What you are asked to do ▸ Write out exactly the lines from the one containing "Mark the small" through the last line of the records below, including both.

[Photo-based referring expression data]
+===+

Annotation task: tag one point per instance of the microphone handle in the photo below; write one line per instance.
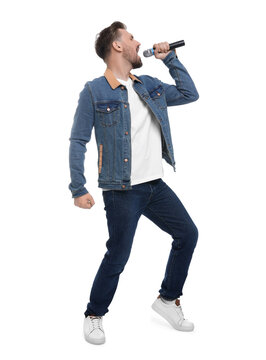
(175, 44)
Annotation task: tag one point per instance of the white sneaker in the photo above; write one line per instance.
(173, 314)
(93, 329)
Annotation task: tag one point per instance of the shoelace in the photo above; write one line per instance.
(96, 322)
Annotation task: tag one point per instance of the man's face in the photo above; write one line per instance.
(130, 49)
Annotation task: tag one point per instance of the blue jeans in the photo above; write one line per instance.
(157, 201)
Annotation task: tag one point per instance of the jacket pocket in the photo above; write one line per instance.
(100, 158)
(107, 113)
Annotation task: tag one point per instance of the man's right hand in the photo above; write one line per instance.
(85, 201)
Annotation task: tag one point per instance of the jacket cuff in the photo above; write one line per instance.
(79, 193)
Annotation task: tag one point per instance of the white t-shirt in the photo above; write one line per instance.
(146, 143)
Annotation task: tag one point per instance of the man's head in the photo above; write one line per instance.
(115, 42)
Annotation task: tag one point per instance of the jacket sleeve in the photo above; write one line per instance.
(184, 90)
(79, 137)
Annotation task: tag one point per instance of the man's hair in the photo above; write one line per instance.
(105, 38)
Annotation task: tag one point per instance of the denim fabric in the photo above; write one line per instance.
(106, 109)
(158, 202)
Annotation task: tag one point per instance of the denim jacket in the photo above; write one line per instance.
(103, 104)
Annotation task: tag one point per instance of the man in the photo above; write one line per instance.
(132, 131)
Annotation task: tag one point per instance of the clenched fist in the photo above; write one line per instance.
(161, 50)
(85, 201)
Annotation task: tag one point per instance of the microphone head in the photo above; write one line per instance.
(147, 53)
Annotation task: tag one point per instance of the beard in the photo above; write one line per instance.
(134, 58)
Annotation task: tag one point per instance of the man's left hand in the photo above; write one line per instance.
(162, 50)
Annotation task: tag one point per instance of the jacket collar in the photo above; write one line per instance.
(113, 82)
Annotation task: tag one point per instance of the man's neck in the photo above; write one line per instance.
(119, 73)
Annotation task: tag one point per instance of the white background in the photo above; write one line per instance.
(51, 250)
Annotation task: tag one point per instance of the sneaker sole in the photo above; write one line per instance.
(159, 311)
(94, 341)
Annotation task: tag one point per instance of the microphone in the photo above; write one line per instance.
(172, 46)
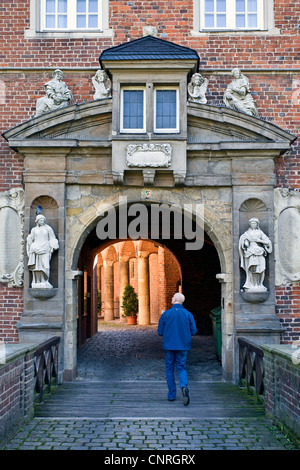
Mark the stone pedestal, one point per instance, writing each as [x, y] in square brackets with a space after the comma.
[109, 290]
[143, 289]
[123, 280]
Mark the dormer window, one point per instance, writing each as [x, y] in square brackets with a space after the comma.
[166, 112]
[132, 113]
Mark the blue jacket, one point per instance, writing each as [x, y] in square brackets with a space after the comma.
[176, 326]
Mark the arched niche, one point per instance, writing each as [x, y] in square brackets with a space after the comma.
[254, 208]
[49, 208]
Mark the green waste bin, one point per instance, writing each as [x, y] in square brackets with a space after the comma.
[215, 315]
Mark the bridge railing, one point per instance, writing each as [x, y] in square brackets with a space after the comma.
[251, 367]
[45, 366]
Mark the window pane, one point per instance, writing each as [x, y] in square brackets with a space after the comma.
[62, 21]
[133, 109]
[252, 5]
[209, 5]
[209, 21]
[221, 21]
[81, 6]
[50, 6]
[252, 21]
[240, 21]
[50, 21]
[221, 5]
[93, 6]
[81, 21]
[93, 21]
[62, 6]
[166, 109]
[240, 5]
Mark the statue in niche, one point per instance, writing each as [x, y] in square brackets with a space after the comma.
[102, 85]
[41, 242]
[237, 95]
[197, 89]
[254, 246]
[57, 96]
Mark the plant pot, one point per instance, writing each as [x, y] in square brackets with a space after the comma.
[131, 320]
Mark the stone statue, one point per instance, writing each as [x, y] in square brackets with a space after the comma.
[57, 95]
[254, 246]
[197, 88]
[102, 85]
[237, 95]
[41, 242]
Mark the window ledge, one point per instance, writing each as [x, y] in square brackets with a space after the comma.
[31, 34]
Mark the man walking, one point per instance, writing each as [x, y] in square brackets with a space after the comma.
[177, 326]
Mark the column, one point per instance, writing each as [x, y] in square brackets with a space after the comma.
[123, 280]
[143, 288]
[108, 290]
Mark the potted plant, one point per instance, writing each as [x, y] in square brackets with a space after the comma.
[130, 305]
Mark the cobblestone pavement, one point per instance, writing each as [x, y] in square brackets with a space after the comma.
[103, 356]
[135, 353]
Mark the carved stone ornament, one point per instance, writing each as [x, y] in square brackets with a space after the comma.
[149, 155]
[41, 242]
[57, 95]
[197, 89]
[12, 237]
[102, 85]
[254, 246]
[237, 95]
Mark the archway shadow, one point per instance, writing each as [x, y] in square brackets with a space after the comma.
[134, 353]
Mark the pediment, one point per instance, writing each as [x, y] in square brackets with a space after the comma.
[86, 122]
[91, 122]
[211, 124]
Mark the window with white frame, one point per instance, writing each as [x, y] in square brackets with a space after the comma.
[231, 14]
[59, 15]
[133, 110]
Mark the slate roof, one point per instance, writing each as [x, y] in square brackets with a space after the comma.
[148, 48]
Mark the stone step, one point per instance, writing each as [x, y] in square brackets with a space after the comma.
[145, 399]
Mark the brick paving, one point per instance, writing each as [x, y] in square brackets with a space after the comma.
[116, 405]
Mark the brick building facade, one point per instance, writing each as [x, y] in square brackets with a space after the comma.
[268, 54]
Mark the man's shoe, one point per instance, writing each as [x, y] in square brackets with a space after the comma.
[186, 396]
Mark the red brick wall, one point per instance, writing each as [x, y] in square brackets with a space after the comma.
[16, 393]
[11, 306]
[267, 61]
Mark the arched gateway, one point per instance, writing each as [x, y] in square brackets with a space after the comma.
[82, 158]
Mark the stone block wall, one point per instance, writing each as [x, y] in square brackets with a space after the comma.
[16, 388]
[282, 385]
[268, 59]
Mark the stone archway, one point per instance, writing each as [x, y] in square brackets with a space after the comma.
[79, 228]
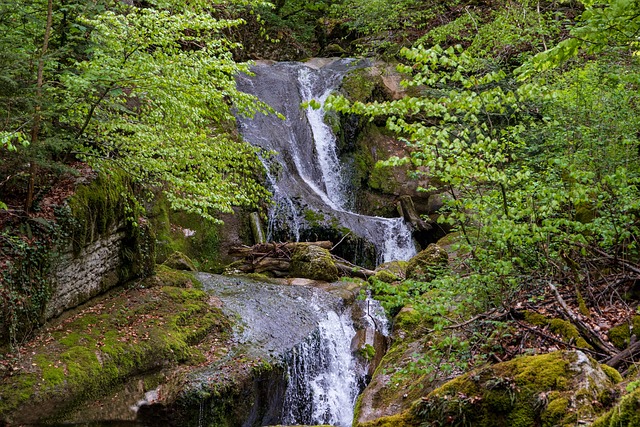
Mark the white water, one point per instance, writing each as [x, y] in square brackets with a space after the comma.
[309, 173]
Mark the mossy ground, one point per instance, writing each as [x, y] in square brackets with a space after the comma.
[124, 333]
[527, 391]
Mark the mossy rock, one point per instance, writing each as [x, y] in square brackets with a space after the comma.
[428, 264]
[390, 272]
[166, 276]
[404, 419]
[124, 334]
[564, 328]
[313, 262]
[620, 336]
[625, 414]
[544, 390]
[179, 261]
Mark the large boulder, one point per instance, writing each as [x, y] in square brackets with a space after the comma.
[564, 388]
[313, 262]
[427, 264]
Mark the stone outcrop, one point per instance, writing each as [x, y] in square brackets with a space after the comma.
[78, 277]
[313, 262]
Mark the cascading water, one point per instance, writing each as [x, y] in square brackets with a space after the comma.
[309, 173]
[322, 376]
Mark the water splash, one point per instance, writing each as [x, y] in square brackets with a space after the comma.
[323, 376]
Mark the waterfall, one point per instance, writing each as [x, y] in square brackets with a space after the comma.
[323, 376]
[305, 174]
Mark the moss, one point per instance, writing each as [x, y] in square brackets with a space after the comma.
[409, 318]
[620, 336]
[404, 419]
[428, 264]
[385, 276]
[166, 276]
[561, 327]
[612, 373]
[358, 85]
[527, 391]
[313, 262]
[569, 332]
[187, 233]
[626, 413]
[555, 412]
[382, 178]
[128, 332]
[313, 218]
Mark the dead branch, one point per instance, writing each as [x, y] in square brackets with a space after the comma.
[585, 330]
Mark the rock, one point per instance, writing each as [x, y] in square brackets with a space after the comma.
[179, 261]
[625, 413]
[313, 262]
[427, 264]
[555, 389]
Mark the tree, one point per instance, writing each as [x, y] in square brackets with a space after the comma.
[146, 90]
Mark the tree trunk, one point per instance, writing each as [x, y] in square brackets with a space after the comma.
[35, 128]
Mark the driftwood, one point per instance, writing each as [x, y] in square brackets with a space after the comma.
[276, 258]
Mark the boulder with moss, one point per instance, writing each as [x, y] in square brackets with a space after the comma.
[427, 264]
[313, 262]
[563, 388]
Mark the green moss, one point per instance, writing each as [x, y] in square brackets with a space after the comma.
[186, 233]
[612, 373]
[358, 85]
[626, 413]
[408, 318]
[527, 391]
[313, 262]
[382, 178]
[385, 276]
[561, 327]
[166, 276]
[569, 332]
[130, 332]
[404, 419]
[620, 336]
[428, 264]
[555, 412]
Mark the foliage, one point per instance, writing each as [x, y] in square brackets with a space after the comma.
[612, 24]
[146, 90]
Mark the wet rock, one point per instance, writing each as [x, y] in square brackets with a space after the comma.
[313, 262]
[427, 264]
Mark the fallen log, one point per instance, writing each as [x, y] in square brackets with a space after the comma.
[276, 258]
[589, 334]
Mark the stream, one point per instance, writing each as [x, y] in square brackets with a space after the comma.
[309, 336]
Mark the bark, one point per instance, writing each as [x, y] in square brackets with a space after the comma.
[35, 128]
[589, 334]
[276, 258]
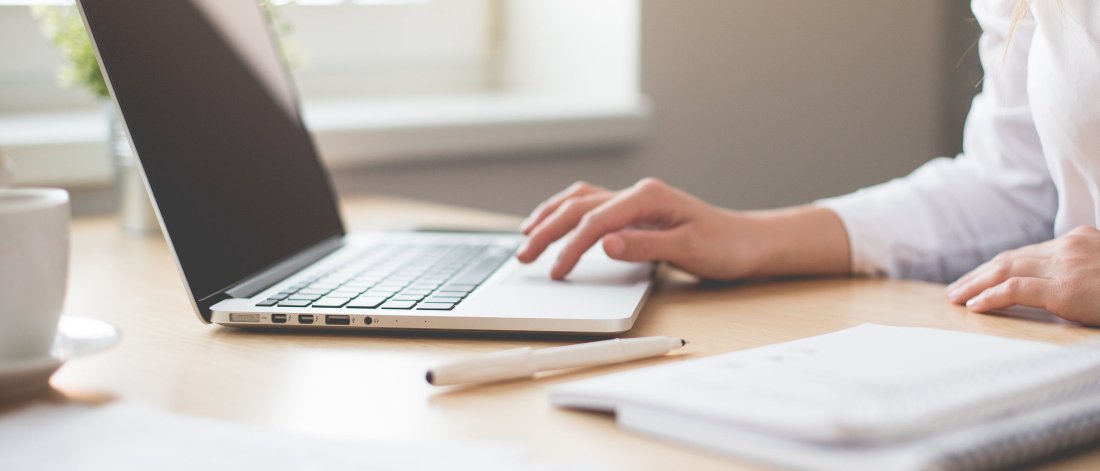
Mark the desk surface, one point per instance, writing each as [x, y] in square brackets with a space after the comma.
[371, 386]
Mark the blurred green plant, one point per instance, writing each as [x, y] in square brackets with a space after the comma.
[64, 29]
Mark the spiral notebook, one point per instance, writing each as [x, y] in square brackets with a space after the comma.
[869, 397]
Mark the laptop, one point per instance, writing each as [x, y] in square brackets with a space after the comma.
[251, 216]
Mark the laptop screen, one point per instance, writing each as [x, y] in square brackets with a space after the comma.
[213, 118]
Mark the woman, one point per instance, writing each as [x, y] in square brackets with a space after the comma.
[1012, 220]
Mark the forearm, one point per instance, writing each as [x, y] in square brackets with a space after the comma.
[803, 240]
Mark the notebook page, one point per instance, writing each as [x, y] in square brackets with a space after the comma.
[805, 389]
[122, 436]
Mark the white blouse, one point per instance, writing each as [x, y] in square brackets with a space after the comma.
[1030, 168]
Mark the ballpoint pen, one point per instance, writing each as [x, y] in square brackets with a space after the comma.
[524, 362]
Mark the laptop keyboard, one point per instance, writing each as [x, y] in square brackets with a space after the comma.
[398, 276]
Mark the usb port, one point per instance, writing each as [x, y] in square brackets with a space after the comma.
[338, 320]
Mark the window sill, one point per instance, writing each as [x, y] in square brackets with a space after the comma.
[68, 149]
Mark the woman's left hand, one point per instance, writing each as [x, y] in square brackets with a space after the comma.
[1060, 275]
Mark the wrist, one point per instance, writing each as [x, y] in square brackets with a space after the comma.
[804, 240]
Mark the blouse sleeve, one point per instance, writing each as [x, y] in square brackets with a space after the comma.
[953, 214]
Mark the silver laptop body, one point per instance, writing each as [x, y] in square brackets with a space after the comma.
[251, 216]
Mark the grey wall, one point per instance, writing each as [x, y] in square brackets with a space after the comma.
[758, 103]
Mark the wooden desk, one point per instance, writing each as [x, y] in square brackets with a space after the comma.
[371, 386]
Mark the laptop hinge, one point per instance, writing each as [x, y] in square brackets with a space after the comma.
[268, 277]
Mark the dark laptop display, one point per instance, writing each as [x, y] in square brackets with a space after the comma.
[213, 119]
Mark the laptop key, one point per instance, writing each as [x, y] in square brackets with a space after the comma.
[366, 302]
[415, 291]
[449, 299]
[435, 306]
[295, 303]
[398, 305]
[331, 302]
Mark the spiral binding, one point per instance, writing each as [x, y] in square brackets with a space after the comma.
[1040, 435]
[971, 396]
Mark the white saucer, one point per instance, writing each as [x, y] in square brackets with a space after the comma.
[76, 337]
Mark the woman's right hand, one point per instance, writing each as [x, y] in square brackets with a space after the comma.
[648, 221]
[653, 221]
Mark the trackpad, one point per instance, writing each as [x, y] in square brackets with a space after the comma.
[595, 269]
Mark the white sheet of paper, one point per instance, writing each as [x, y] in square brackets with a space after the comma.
[129, 437]
[798, 389]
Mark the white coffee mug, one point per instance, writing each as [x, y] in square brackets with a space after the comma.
[34, 250]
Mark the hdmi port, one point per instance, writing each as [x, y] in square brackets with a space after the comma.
[338, 320]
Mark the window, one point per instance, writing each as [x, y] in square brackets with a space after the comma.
[380, 80]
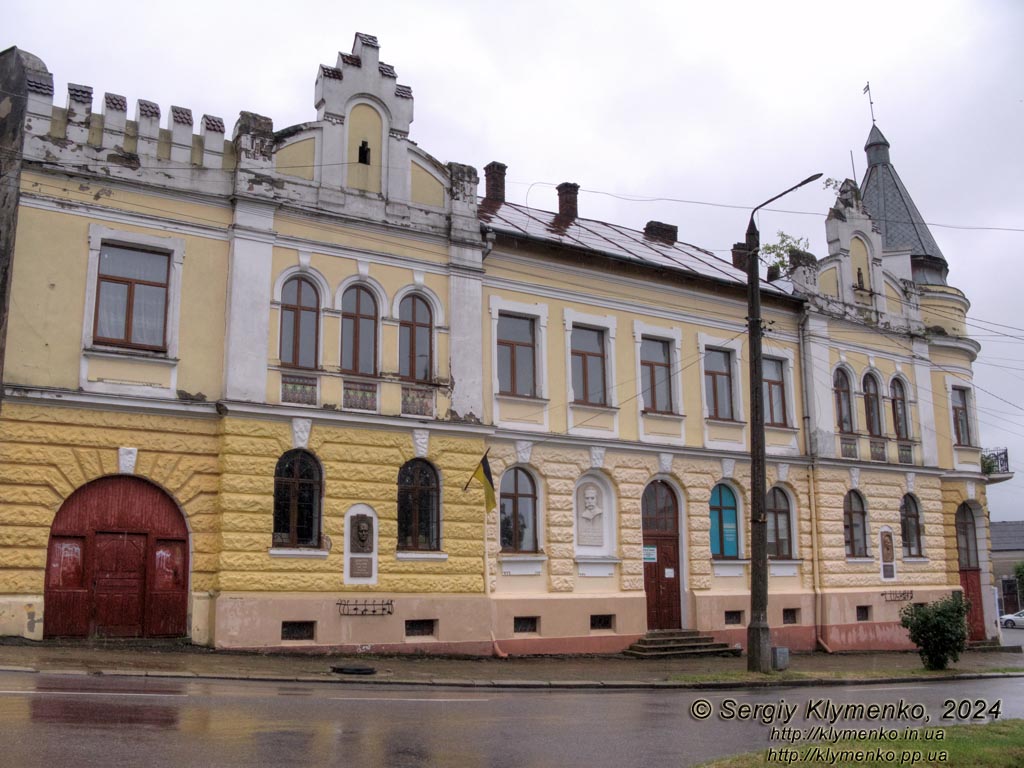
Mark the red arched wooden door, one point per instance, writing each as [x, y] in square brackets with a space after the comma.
[117, 563]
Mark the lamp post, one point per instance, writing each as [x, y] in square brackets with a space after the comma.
[758, 632]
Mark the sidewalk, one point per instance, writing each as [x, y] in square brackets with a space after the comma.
[177, 659]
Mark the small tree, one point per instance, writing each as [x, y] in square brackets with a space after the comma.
[938, 629]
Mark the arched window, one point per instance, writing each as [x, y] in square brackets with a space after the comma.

+===+

Response to the exercise ▸
Mark the small tree, one point per instance, writing each as [x, y] in square brackets with a space after the comma.
[938, 629]
Mark the arched window, one point per instance, writing each as [x, y] in square brackets with a space after the comma.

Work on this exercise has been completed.